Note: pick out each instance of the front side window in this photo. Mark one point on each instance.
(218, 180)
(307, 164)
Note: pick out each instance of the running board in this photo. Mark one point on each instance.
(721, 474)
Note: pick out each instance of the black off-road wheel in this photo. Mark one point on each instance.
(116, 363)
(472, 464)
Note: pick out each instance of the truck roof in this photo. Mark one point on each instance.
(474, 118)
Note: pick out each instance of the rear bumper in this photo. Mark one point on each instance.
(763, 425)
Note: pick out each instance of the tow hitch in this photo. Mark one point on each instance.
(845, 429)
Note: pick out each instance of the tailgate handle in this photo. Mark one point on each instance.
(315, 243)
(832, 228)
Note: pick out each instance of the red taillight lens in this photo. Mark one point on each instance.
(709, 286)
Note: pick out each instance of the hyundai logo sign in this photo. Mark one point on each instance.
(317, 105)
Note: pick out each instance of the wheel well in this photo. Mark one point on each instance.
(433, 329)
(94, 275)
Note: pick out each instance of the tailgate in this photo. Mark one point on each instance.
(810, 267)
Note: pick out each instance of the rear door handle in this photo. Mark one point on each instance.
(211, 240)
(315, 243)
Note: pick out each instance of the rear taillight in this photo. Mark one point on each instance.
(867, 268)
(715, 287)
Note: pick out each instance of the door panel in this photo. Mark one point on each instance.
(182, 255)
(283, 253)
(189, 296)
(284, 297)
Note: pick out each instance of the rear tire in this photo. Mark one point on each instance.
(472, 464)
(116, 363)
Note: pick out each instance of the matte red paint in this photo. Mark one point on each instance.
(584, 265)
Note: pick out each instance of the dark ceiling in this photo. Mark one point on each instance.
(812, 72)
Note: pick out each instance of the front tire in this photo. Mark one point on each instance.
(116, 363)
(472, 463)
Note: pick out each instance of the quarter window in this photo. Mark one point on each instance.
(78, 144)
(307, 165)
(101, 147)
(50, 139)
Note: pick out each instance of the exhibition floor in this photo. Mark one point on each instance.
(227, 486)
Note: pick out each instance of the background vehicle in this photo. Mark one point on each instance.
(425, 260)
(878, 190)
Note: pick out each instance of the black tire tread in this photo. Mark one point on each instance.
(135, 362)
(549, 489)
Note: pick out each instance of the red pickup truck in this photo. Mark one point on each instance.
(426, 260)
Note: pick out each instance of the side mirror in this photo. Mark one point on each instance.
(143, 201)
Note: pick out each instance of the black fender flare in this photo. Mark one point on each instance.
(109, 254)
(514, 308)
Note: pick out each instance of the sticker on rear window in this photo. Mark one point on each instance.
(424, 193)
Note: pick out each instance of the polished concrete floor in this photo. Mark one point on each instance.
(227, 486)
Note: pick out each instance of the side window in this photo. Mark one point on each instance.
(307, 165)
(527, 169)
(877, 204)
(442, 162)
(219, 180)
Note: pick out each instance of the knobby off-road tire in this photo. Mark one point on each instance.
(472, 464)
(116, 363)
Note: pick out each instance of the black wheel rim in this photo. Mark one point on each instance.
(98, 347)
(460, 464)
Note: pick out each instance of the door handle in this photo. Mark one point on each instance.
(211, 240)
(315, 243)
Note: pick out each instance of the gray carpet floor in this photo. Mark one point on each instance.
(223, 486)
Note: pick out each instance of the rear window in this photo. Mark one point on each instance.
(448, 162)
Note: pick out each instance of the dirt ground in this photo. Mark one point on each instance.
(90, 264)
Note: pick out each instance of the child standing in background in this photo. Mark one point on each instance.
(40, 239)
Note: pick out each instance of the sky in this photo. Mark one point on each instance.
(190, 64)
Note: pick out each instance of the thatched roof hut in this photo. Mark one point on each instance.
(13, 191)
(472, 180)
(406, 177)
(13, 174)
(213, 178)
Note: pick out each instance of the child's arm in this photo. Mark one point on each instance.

### Task details:
Copy all of the material word for word.

### Problem solution:
Note: pick out each instance of the front side window in this photo. Mark one point on each instance.
(218, 180)
(307, 164)
Note: pick out each instance of the running board in this photo. Mark one point on each instance.
(721, 474)
Note: pick out each instance of the black off-road wheel in this photo. Mark one point on each instance.
(116, 363)
(472, 464)
Note: pick out each instance of the truck roof in this photo. Mark one point on each instance.
(474, 118)
Note: pick out each instance of the rear bumper in this photo. Mark one point on each instance.
(763, 425)
Note: pick out each instance of the tow hitch in this photo. Mark one point on each instance.
(845, 429)
Note: pick out each instance of the tailgate handle in this photo. Mark one point on each instance.
(315, 243)
(832, 228)
Note: pick out each instance of the red taillight lens in this photo. Mark one point on each instance.
(709, 286)
Note: pick out each instance of the hyundai logo sign in this photo. Mark one point on each instance.
(317, 105)
Note: pick out each instance of the wheel well in this photo. Mark one point on each instance.
(433, 329)
(94, 275)
Note: pick out each instance of the tailgate in this photo. Mark one point on each instance.
(810, 267)
Note: pick out each instance of the rear door handle in this photo. Mark one point on each instance.
(211, 240)
(315, 243)
Note: pick out each instance of the rear taillight in this photo. Mark one point on each instance.
(867, 268)
(715, 287)
Note: pick out each instance of the door panel in this photo. Mark one point on each instance.
(182, 255)
(283, 253)
(189, 296)
(284, 297)
Note: pick out each instance of the rear tire in this photo. Mark one point on each instance.
(472, 464)
(116, 363)
Note: pick out each instance of the matte red paint in this photo. Mark one point on each instance.
(584, 265)
Note: pick out each instance of the dark ceiling in this photo. Mark one point on each instance.
(812, 72)
Note: pick out each instance of the front tire in this photo. Mark one point on each instance.
(116, 363)
(472, 463)
Note: pick out each instance of the quarter window in this photo. Mark one point on each instance.
(78, 144)
(307, 165)
(101, 147)
(50, 139)
Note: pick out each instance of the exhibition floor in this photo. Mark one point on each instance.
(227, 486)
Note: pick out each instance of the background vehicle in this photo. Mark one point on each instance.
(425, 260)
(878, 190)
Note: pick out each instance of the black tire tread in this photo. Mark one point on each instance.
(135, 362)
(549, 489)
Note: pick out each instance of the red pickup truck in this photo. Mark one point on each instance.
(426, 260)
Note: pick out each instance of the side mirror in this photo. Mark one point on each instance.
(143, 201)
Note: pick out each instance of the black fender flare in this photo. Mark one point on each instance.
(109, 254)
(514, 308)
Note: pick out each instance of the sticker on rear window in this photo. Mark one point on each instance.
(424, 193)
Note: pick out each instance of the polished concrete floor in this photo. Mark one point on each instance.
(227, 486)
Note: pick out each instance of the side window in this photo. Mark one point on each instance.
(307, 165)
(527, 169)
(877, 204)
(442, 162)
(219, 180)
Note: pick out each instance of the knobby off-road tire in this photo. Mark one point on each instance.
(472, 464)
(116, 363)
Note: pick out each instance of the black wheel rim in this photo. Mark one point on each instance.
(98, 347)
(460, 464)
Note: pick out each instance of the door handle in this photo. Mark one point on each instance.
(211, 240)
(315, 243)
Note: pick out each instance of the gray carpet floor in this photo. Mark one point on each instance.
(223, 486)
Note: pick out each instance of the rear window in this photo. Mark one point on each instance.
(448, 162)
Note: pick out each instance of the dirt ground in this photo. Mark one point on each instance.
(90, 264)
Note: pick out each instance of the child standing in background in this photo. Mark one point on each instance.
(40, 239)
Note: pick out each instance of the sky in this photo. Mark one point on each instance.
(190, 64)
Note: pick out each instance of the thatched roof hut in this photo. Mark one point on each instance.
(13, 191)
(472, 180)
(406, 177)
(13, 174)
(213, 178)
Note: pick out each instance of the child's arm in this photo. Mark one point on each instance.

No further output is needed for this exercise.